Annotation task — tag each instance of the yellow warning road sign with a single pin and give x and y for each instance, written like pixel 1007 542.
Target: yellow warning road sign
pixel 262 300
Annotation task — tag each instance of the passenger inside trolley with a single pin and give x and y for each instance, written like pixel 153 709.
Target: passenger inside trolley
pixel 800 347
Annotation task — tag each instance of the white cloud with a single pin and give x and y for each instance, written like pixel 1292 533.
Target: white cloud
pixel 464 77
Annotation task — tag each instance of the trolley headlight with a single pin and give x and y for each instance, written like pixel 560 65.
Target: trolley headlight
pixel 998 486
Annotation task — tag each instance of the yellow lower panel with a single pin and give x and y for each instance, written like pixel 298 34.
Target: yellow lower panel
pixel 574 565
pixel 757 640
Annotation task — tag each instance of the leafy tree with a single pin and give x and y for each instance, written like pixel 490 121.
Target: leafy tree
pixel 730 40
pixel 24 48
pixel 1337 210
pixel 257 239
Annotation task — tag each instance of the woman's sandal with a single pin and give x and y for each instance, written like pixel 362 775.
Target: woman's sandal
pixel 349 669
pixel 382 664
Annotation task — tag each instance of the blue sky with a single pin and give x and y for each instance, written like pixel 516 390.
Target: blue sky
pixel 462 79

..........

Instruções do exercício: Reproduza sem nenhuma alteração as linhas das entradas acima, começando pela linha que contém "Annotation task — tag each instance of the yellow lower" e seguindo até o final das entradas, com ambas as extremidades incluídas.

Resultado esperado:
Annotation task — tag each instance of the yellow lower panel with a single pin and give x and y for each instance, written like pixel 298 34.
Target: yellow lower panel
pixel 574 565
pixel 757 640
Annotation task — tag each instance of the leafy tree with a single pin and give x and y for each instance, written like pixel 490 121.
Target: leafy tree
pixel 730 40
pixel 24 48
pixel 1337 210
pixel 257 239
Annotation task — tag each instance of the woman's sandal with a single pin and give x and y for each instance, written like pixel 362 775.
Target: woman's sandal
pixel 349 669
pixel 382 664
Annotation task — tag each instance of the blue sky with a single pin and give x and y for each instance, written like pixel 516 390.
Target: blue sky
pixel 462 79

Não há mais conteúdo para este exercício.